Reproduce, word for word, the lines running from the one that contains "washing machine control" through the end of the lines, with both ends included.

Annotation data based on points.
========================================================================
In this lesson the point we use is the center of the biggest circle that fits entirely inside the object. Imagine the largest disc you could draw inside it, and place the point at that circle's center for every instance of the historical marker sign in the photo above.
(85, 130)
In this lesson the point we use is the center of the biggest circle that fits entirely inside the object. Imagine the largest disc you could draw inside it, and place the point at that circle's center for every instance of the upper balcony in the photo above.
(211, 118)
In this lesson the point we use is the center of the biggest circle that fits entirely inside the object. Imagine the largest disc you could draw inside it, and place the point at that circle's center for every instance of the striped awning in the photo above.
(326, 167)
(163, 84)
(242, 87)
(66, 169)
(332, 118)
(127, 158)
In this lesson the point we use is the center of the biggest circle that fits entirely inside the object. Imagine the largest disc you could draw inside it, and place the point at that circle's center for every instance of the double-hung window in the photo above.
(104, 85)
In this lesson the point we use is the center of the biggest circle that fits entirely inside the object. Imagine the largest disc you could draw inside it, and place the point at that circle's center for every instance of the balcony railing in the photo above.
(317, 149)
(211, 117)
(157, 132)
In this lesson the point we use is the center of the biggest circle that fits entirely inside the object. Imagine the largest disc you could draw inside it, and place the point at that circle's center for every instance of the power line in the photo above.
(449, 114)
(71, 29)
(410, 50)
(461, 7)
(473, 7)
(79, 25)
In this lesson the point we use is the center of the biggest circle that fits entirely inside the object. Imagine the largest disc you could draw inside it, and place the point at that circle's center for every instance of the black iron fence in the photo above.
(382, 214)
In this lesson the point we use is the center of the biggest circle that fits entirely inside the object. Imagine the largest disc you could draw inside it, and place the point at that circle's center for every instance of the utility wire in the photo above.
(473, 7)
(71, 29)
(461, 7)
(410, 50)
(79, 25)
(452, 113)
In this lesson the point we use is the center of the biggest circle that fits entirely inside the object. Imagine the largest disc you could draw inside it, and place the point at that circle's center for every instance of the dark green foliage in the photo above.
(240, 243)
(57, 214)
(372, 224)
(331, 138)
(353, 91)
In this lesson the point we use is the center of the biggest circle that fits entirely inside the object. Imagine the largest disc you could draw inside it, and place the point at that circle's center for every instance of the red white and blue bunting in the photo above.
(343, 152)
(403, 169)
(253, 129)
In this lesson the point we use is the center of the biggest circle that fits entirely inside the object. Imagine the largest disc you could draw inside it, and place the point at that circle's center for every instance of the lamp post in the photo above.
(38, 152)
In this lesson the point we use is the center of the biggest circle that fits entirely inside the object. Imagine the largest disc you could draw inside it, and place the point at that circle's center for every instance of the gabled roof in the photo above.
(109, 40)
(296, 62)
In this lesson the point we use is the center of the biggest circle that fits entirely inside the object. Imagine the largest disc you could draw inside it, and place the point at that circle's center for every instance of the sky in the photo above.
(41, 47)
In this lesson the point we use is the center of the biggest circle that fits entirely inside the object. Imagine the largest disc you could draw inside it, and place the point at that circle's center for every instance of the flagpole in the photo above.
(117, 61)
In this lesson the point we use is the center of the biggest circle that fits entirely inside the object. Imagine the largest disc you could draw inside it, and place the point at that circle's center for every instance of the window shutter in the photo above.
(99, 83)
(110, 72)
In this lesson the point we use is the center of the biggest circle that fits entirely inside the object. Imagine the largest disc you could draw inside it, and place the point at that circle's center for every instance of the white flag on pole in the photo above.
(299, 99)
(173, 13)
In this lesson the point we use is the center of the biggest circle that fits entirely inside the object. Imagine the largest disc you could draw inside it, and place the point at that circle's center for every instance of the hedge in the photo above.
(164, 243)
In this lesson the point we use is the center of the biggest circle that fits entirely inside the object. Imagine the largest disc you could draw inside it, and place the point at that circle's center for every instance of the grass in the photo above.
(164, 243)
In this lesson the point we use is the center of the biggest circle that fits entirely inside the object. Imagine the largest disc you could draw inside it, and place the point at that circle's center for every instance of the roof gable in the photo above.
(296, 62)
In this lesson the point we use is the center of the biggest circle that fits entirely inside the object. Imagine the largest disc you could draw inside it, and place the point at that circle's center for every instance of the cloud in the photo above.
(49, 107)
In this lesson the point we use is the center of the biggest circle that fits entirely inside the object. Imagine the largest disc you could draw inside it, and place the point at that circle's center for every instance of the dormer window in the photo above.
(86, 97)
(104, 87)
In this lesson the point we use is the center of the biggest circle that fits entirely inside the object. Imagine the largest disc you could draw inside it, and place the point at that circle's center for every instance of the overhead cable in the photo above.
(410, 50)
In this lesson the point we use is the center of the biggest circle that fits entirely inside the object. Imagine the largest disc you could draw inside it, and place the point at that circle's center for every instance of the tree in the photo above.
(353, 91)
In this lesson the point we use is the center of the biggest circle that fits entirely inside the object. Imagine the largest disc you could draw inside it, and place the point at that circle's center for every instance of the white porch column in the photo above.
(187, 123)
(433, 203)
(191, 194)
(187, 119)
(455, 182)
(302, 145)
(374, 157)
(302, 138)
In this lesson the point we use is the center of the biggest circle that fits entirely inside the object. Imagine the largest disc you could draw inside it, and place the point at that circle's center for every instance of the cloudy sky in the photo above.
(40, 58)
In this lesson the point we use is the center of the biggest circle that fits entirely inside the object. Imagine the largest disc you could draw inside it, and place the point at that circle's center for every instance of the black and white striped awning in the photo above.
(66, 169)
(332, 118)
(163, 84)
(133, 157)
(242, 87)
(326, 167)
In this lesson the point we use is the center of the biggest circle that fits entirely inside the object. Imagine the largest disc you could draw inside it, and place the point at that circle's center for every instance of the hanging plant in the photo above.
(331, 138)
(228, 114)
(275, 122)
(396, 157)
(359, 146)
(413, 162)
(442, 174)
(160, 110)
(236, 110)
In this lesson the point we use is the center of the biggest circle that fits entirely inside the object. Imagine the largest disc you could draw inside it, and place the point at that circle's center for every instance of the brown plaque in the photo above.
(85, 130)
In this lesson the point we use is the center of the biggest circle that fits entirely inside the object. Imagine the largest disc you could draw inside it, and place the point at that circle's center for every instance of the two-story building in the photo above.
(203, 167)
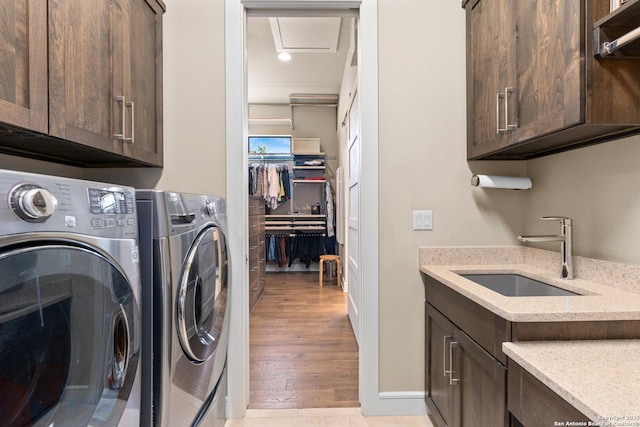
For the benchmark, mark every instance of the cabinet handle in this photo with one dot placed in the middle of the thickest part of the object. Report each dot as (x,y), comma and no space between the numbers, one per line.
(452,345)
(499,130)
(508,127)
(130,106)
(120,100)
(447,372)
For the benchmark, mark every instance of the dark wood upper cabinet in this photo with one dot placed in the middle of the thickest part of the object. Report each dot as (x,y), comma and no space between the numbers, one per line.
(23,64)
(534,86)
(88,81)
(142,76)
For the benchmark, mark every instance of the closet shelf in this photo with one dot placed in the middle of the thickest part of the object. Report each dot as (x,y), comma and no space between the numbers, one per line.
(617,35)
(309,181)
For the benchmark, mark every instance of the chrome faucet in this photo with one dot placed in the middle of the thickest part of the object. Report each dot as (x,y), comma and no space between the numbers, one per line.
(565,240)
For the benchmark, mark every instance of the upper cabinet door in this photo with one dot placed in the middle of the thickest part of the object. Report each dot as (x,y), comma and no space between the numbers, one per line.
(142,62)
(23,64)
(82,103)
(534,86)
(491,72)
(549,71)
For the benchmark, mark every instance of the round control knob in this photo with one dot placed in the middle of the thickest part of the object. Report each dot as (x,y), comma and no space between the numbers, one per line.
(33,203)
(210,207)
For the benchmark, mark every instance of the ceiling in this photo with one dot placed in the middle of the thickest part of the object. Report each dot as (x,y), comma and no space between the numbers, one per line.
(318,46)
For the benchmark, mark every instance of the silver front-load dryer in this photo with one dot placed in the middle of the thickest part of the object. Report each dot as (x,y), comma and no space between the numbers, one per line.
(184,267)
(70,321)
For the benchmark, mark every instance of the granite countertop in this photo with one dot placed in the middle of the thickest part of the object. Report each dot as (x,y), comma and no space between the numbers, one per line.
(599,378)
(597,300)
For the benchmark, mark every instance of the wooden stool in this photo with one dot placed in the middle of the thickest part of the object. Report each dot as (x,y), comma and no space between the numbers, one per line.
(335,258)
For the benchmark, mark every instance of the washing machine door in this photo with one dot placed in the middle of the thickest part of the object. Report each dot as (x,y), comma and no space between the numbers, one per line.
(68,340)
(202,295)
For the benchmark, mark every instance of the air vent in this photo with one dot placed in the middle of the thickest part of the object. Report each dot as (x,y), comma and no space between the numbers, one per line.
(305,34)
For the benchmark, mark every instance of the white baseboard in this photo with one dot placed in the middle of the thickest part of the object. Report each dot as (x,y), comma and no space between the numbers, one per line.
(398,403)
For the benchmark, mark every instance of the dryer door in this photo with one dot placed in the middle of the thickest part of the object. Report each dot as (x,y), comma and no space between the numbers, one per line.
(202,295)
(69,344)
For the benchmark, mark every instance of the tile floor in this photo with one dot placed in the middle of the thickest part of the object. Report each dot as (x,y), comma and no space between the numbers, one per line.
(325,417)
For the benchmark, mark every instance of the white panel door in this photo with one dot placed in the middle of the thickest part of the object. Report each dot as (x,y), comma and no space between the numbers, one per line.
(353,212)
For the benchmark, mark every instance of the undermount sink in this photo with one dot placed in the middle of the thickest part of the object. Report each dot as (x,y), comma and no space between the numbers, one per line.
(515,285)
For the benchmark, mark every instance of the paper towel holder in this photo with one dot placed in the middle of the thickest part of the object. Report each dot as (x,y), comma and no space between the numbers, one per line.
(507,182)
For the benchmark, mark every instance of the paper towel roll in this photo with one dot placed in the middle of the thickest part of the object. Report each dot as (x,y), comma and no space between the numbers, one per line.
(493,181)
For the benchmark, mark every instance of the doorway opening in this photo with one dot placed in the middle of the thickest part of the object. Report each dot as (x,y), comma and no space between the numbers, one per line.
(303,352)
(236,189)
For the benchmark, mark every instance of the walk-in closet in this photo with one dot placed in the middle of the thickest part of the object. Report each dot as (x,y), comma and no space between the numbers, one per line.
(301,82)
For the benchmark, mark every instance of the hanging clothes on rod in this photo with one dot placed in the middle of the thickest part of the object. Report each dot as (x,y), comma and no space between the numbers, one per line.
(271,181)
(285,248)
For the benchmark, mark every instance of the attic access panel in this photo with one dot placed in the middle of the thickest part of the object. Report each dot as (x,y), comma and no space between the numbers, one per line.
(306,34)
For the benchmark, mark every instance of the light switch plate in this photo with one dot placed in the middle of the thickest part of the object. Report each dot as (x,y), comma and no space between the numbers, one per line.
(423,220)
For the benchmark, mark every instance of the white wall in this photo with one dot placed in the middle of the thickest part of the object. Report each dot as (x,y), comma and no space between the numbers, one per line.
(422,146)
(597,187)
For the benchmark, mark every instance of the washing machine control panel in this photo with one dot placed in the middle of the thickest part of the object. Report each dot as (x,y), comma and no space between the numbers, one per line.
(103,201)
(57,204)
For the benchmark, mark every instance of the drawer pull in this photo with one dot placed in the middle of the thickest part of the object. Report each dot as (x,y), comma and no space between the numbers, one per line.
(452,380)
(445,344)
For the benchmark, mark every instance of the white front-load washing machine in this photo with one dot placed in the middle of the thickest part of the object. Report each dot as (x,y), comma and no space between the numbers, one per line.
(184,268)
(70,324)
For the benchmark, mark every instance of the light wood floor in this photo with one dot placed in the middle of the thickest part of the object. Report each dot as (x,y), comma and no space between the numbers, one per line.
(303,351)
========================================================================
RESULT FOR THIS TASK.
For the benchmark, mark every instance of the washing machine control panel in this photo with one dot placed in the middle of the thickest part of the object. Report each dot as (x,y), comma and no space between the numbers, one per line.
(103,201)
(57,204)
For the benchmark, mark every instance of the drawer pull in this photo with one dot placed in the middle of the thickest part of the object. Report each dot as (x,y), comma and no space between the numbers, one per line.
(452,380)
(445,344)
For the benchmark, mark every instance of the white front-load washing machine in this photo with one dot placed in the middle of the thickest part of the object. Report each dot as (x,y), comma and no space between the numbers, one per line.
(184,268)
(70,324)
For the benchmark, mark every instance of the light wood floor in this photo with one dot placed in the middle of the thickest part of the object. Report each dot as (x,y), comma and no space between the numbers, one per line.
(303,351)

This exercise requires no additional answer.